CEL ZADANIA – Przepisz jako dwukolumnowy plik CSV z kolumnami tekst i odpowiedź dane od linii z „Return the outline of every instance of the large” aż po linię z „M40 113L34 140L41”, obie włącznie. Każdy tekst z jego odpowiedzią ma zająć jeden wiersz, a każde pole ujmij w cudzysłów i zamień w nim podziały linii na spacje.

WYODRĘBNIONE DANE –
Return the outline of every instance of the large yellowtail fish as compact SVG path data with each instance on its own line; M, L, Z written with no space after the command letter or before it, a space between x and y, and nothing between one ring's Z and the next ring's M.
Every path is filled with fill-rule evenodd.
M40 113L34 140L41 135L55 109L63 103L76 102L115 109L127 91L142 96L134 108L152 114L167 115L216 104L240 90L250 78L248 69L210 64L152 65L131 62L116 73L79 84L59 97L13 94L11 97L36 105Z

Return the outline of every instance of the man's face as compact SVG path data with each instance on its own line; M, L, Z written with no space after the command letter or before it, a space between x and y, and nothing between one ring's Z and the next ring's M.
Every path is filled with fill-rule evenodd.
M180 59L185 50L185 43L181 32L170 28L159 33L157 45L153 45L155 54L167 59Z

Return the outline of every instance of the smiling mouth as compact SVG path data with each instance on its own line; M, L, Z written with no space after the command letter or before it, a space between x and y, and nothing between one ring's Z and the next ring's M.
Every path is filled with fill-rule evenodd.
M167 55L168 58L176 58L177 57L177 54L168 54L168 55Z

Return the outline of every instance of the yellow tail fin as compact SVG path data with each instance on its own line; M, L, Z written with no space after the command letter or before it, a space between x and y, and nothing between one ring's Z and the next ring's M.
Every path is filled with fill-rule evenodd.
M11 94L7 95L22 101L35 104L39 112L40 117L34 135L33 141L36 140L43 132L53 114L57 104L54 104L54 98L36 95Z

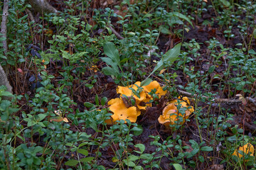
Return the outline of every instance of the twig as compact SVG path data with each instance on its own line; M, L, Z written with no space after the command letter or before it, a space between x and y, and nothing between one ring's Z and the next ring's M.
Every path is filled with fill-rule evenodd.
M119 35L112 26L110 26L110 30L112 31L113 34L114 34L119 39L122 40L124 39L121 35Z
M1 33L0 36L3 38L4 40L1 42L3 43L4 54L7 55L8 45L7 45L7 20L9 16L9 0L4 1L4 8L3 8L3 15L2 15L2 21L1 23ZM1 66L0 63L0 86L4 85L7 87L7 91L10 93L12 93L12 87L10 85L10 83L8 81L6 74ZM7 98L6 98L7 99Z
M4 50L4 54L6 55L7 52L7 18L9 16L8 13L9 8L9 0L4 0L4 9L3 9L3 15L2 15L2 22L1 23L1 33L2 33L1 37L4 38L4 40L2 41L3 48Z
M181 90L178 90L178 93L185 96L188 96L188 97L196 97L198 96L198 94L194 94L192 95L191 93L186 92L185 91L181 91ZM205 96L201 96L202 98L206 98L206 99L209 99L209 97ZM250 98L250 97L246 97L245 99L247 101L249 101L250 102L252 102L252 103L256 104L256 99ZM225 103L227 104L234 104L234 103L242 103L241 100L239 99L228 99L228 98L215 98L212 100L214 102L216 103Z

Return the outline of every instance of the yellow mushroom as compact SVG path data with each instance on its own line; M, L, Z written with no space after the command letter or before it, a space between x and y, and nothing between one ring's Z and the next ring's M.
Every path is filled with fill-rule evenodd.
* * *
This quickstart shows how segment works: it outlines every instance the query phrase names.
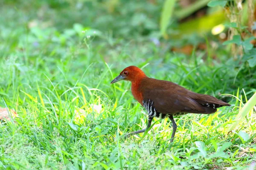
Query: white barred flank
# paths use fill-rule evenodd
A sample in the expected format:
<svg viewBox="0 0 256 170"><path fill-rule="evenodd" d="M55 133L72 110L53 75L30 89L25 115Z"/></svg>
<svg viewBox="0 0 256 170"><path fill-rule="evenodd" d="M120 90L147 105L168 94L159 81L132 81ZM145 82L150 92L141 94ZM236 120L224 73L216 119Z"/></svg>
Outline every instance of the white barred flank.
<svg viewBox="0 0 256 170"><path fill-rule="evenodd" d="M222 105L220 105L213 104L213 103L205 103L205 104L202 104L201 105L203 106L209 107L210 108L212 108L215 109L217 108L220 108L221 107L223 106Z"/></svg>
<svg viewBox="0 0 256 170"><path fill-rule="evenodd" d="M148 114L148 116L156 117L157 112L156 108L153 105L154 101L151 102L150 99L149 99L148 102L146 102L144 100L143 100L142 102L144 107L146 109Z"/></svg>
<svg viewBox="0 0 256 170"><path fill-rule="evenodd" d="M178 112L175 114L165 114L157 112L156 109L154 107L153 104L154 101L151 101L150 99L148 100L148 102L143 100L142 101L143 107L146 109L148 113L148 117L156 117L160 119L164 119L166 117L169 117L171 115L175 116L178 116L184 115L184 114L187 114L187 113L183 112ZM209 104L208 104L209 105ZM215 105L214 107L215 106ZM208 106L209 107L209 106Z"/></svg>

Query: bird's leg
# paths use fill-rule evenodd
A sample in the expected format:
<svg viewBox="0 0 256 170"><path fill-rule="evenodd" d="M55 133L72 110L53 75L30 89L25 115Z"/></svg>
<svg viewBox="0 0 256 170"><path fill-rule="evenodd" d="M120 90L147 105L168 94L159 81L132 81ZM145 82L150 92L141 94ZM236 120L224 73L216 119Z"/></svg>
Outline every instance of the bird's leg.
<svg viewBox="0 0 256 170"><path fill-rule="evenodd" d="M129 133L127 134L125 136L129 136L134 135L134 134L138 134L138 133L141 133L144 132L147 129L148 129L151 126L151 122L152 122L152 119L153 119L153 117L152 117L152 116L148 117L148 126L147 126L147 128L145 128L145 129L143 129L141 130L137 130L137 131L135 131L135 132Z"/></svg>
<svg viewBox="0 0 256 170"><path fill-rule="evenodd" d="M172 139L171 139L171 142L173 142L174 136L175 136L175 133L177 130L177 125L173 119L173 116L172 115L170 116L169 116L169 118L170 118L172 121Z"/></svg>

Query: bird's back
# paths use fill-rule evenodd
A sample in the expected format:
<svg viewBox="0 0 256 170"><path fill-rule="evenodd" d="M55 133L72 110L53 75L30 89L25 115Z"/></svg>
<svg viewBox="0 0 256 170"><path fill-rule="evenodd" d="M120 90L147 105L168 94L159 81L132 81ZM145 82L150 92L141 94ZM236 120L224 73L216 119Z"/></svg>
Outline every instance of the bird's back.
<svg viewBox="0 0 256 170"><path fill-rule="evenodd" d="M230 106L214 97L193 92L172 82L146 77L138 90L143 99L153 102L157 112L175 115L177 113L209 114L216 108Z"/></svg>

ROZWIĄZANIE ZADANIA –
tekst,odpowiedź
"Return the outline of every instance of the large yellowtail fish as compact SVG path data with each instance on its own line; M, L, Z written with no space after the command letter or before it, a space between x and y, and nothing between one ring's Z and the next ring's M. Every path is filled with fill-rule evenodd.","M40 113L34 140L41 135L55 109L63 103L76 102L115 109L127 91L142 96L134 108L152 114L167 115L216 104L240 90L250 78L248 69L210 64L152 65L131 62L116 73L79 84L59 97L13 94L11 97L36 105Z"